---------- Text block ----------

Kunisada (Toyokuni III)

Utagawa Kunisada (Toyokuni III)

1786-1865

A Pictorial Commentary on One Hundred Poems by One Hundred Poets: no. 81, Priest Doin
(Hyakunin isshu esho: Doin-hoshi)

signed Kochoro Toyokuni ga with red Toshidama seal, censor's seals Kinugasa and Hama, followed by the publisher's seal Sanoki (Sanoya Kihei of Kikakudo), ca. 1847

oban tate-e 14 1/8 by 10 in., 36 by 25.5 cm

A seated beauty holds a tobacco pipe in one hand, and a small ashtray e and tobacco pouch in the other. She wears a furisode (lit. 'swinging sleeves') kimono of deep blue which gradates to a light grey towards the hem where it is adorned with a scattering of seashells. The design compliments the previous print in the series, number 80, illustrating a standing girl with a similarly decorated kimono, together referencing the lovelorn salt-gathering sisters, Matsukaze ('pine wind') and Murasame ('passing rain'). One could also associate print number 79 from the series, which ostensibly illustrates the object of their affection, Ariwara no Yukihira, although the compositions themselves do not connect.

---------- Information shown ----------

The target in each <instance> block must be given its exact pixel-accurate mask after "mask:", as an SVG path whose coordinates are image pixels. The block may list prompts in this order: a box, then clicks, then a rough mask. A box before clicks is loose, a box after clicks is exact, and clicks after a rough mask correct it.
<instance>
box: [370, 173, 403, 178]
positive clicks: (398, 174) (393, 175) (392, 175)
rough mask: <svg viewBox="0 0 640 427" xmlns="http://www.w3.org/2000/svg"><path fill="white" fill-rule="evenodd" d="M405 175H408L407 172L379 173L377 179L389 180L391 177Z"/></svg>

----------
---------- Information shown ----------

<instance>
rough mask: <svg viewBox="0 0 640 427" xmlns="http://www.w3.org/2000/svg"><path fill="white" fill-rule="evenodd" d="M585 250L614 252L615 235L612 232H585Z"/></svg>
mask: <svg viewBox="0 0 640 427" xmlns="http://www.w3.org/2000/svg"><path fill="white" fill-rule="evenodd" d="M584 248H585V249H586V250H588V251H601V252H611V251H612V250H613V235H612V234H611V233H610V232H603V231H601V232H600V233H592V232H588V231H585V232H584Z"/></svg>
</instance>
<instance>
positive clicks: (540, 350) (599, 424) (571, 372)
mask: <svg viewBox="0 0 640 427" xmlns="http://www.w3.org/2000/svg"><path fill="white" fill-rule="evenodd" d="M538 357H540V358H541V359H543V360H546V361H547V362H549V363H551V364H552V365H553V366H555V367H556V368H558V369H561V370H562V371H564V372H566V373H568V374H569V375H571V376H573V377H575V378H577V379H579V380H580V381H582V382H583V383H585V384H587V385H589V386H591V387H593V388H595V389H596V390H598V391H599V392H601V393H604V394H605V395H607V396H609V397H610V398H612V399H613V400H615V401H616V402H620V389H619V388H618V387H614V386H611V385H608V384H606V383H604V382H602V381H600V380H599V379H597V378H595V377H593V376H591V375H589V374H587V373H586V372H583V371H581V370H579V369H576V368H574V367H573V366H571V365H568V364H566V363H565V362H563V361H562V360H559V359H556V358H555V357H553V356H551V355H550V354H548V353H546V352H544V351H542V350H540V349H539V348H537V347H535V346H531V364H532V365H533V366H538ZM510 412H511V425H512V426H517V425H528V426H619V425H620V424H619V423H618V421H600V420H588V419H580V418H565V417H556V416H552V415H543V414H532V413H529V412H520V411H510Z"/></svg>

----------

## Activity 1
Turn the paragraph of the Kunisada print entry beginning "A seated beauty holds a tobacco pipe" into a short bulleted list that keeps its main facts.
## Activity 2
According to the Kunisada print entry, whose publisher's seal follows the censor's seals?
None of the lines are needed for what comes next.

## Task result 1
- A seated beauty holds a tobacco pipe in one hand and a small ashtray and tobacco pouch in the other.
- Her furisode kimono is deep blue, fading to light grey toward the hem, which is decorated with scattered seashells.
- The design complements print number 80 in the series, which shows a standing girl in a similarly decorated kimono.
- Together the two prints reference the lovelorn salt-gathering sisters Matsukaze and Murasame.
- Print number 79 can also be associated with them, since it ostensibly shows the object of their affection, Ariwara no Yukihira, though the compositions do not connect.

## Task result 2
Sanoki (Sanoya Kihei of Kikakudo).